Below are some entries. Output each one exactly as it appears.

#### Data for the task ####

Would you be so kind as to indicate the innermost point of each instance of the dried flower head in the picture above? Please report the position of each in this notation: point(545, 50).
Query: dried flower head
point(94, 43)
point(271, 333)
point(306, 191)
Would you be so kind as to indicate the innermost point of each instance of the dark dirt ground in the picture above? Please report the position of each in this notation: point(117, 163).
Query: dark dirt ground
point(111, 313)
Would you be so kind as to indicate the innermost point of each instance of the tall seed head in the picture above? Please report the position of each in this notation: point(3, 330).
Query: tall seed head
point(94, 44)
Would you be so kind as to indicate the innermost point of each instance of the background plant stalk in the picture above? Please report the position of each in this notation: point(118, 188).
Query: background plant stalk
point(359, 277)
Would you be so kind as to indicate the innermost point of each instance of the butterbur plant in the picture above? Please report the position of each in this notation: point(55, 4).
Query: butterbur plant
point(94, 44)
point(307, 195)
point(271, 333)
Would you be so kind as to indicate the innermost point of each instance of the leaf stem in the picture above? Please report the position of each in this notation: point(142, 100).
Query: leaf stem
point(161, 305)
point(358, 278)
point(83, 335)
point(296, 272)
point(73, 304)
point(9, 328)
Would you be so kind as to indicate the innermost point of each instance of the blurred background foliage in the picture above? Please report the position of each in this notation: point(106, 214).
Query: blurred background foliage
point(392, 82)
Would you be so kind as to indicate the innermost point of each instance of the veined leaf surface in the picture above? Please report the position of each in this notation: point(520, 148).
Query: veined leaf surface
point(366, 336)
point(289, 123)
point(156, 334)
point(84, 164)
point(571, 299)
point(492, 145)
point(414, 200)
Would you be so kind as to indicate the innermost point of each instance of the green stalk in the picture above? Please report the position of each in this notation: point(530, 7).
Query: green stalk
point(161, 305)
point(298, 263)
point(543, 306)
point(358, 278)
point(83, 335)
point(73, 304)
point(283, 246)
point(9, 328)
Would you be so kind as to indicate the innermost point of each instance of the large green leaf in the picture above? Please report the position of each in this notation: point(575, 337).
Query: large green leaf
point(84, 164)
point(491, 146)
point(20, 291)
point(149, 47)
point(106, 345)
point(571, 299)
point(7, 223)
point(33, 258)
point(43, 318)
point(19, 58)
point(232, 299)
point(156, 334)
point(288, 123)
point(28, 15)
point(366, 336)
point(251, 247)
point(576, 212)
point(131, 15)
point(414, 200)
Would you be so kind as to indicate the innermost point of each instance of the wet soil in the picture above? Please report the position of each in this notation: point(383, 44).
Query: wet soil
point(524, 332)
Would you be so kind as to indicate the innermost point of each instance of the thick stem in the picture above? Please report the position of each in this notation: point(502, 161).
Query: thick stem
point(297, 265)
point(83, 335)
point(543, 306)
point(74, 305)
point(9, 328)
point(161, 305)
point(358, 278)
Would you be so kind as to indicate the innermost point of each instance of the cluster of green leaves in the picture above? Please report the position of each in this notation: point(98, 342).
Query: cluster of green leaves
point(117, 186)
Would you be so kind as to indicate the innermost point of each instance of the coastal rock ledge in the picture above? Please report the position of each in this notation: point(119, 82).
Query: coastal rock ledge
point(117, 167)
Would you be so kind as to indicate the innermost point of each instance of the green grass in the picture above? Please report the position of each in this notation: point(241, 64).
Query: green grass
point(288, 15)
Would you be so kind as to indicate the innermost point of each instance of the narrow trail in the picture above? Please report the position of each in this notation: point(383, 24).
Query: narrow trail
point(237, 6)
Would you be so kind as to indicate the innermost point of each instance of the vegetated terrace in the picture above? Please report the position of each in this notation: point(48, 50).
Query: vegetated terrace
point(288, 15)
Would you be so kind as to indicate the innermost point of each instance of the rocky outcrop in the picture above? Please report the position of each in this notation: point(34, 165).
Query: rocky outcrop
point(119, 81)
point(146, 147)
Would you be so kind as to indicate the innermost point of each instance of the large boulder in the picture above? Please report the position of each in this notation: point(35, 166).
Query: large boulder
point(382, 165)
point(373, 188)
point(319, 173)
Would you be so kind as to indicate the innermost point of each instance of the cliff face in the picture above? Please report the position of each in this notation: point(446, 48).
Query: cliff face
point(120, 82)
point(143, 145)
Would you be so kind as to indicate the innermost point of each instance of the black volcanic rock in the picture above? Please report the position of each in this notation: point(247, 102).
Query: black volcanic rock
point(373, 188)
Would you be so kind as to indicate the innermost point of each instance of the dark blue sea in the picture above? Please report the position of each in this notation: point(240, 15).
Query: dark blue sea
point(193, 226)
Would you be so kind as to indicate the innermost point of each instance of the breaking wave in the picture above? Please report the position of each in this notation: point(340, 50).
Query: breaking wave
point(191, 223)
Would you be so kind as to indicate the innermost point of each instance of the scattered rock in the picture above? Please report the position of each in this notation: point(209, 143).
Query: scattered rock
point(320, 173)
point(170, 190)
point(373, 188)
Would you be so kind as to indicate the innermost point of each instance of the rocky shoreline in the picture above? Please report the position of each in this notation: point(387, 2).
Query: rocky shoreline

####

◆ Task result ◆
Would you be so kind as to indicate the innermost point of each instance of the dried flower head in the picture above? Please report the position of each in this notation: point(545, 50).
Query: dried flower head
point(94, 43)
point(271, 333)
point(306, 191)
Would you be so kind as to indicate the innermost point of each instance of the dark dirt ground in the picture above? Please report the position of each in this notation: point(117, 163).
Query: dark dirt ground
point(111, 313)
Would you be so kind as to indicate the innermost point of each instance of the tall seed head in the picture above? Please report the position of each in this notation: point(3, 330).
Query: tall seed head
point(94, 44)
Would you be so kind as to indicate the innermost point of each instance of the background plant stalk in the picture above? Please report the position of each in this notation: point(118, 188).
Query: background plant stalk
point(359, 277)
Would you be so kind as to indicate the innermost point of each instance of the butterbur plant in the picture above? Please report the position of each in this notation: point(55, 4).
Query: butterbur plant
point(94, 44)
point(307, 195)
point(271, 333)
Would you be so kind as to indicate the innermost point of each instance of the leaf stem in the picture above? Please report the position of each in this notation: point(142, 100).
Query: leaf stem
point(161, 305)
point(358, 278)
point(83, 335)
point(296, 272)
point(73, 304)
point(9, 328)
Would you be so kind as to indicate the innermost point of each instance of the blurred background foliage in the picture above? Please report the position of each in this notation: point(106, 214).
Query: blurred background foliage
point(392, 82)
Would you be so kind as to indicate the innermost point of each instance of the veined leaf surface in the picture above? Please report the position of each in this notation: point(520, 148).
Query: veined leaf surface
point(366, 336)
point(289, 123)
point(156, 334)
point(84, 164)
point(571, 299)
point(492, 145)
point(414, 200)
Would you be so kind as to indicate the innermost point of each instance of the green stalk in the picture above? Please report the position of each in this notation: point(530, 7).
Query: green stalk
point(161, 305)
point(298, 263)
point(543, 306)
point(358, 278)
point(83, 335)
point(73, 304)
point(283, 246)
point(9, 328)
Would you be so kind as to indicate the innermost point of each instance of the large green leaf in the picture above? Please report the position of each in this notation: point(575, 337).
Query: large green leaf
point(84, 164)
point(491, 146)
point(20, 291)
point(149, 47)
point(106, 345)
point(571, 299)
point(7, 223)
point(33, 258)
point(43, 318)
point(19, 58)
point(232, 299)
point(156, 334)
point(288, 123)
point(28, 15)
point(366, 336)
point(251, 247)
point(576, 212)
point(131, 15)
point(414, 200)
Would you be so kind as to indicate the innermost point of each instance of the wet soil in the picture above? Please report the position of each in this notation: point(383, 44).
Query: wet soil
point(524, 332)
Would you be so kind as to indicate the innermost point of each instance of the thick stem in the picture above? Please report the position of each in this notation: point(502, 161).
Query: thick stem
point(297, 265)
point(83, 335)
point(543, 306)
point(74, 305)
point(9, 328)
point(161, 305)
point(358, 278)
Would you be so kind as to indicate the innermost point of each instance of the cluster of green leaves in the picture above? Please report the position of each in this notation: point(98, 342).
Query: cluster of green leaves
point(117, 186)
Would you be so kind as to indicate the innermost point of each instance of the coastal rock ledge in the picture above? Please report the position of each in this notation: point(119, 82).
Query: coastal rock ledge
point(117, 167)
Would you be so kind as to indicate the innermost point of each instance of the green grass in the picture above? Please report the position of each in this notation: point(241, 64).
Query: green grass
point(288, 15)
Would you be so kind as to indicate the innermost point of each instance of the narrow trail in the picture above? Please report the position of each in this notation: point(383, 24).
Query: narrow trail
point(237, 6)
Would you be so kind as to indicate the innermost point of each instance of the vegetated terrace in the picture above? Please report the position of each in this notation: point(48, 50).
Query: vegetated terrace
point(288, 15)
Would you be so kind as to indicate the innermost point of each instance of the rocky outcrop in the picture above? Please report the position of each in this notation: point(34, 165).
Query: rocky outcrop
point(119, 81)
point(146, 147)
Would you be so kind as to indicate the innermost point of each instance of the large boulder in the picture above? Please report the position of each in this notation: point(35, 166).
Query: large boulder
point(382, 165)
point(373, 188)
point(319, 173)
Would you be so kind as to indicate the innermost point of each instance of the cliff face in the picture above? Please report the position of each in this notation: point(446, 48).
Query: cliff face
point(120, 82)
point(143, 145)
Would you be so kind as to indicate the innermost point of each instance of the black volcanic rock in the picture above? Please report the position of each in this notation: point(247, 102).
Query: black volcanic rock
point(373, 188)
Would you be so kind as to indicate the innermost point of each instance of the dark blue sea in the picture above? Please report the position of each in this notation: point(240, 15).
Query: dark blue sea
point(193, 226)
Would you be so kind as to indicate the innermost point of each instance of the breaking wave in the picture above? Please report the position of each in this notation: point(340, 50).
Query: breaking wave
point(191, 223)
Would you be so kind as to indicate the innermost point of each instance of the scattered rock in the picture above? Please report the position of each in this notation: point(209, 143).
Query: scattered rock
point(320, 173)
point(170, 190)
point(373, 188)
Would you be so kind as to indicate the innermost point of each instance of the rocky shoreline in the picture above? Please report the position of each in this notation: point(387, 2).
Query: rocky shoreline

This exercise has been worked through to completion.